BEGIN Records supplied

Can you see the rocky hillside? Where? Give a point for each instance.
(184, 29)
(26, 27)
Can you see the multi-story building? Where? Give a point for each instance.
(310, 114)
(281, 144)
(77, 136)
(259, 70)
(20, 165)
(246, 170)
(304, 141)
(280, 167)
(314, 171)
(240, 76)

END Records supplied

> Assignment
Write out exactly the lines of the entries above that run from the line containing "Can you see the multi-story" through the last line, including both.

> Output
Can you see the multi-story building? Where? Give a point for each instance.
(310, 114)
(281, 144)
(77, 136)
(259, 70)
(20, 165)
(246, 170)
(304, 141)
(280, 167)
(314, 171)
(240, 76)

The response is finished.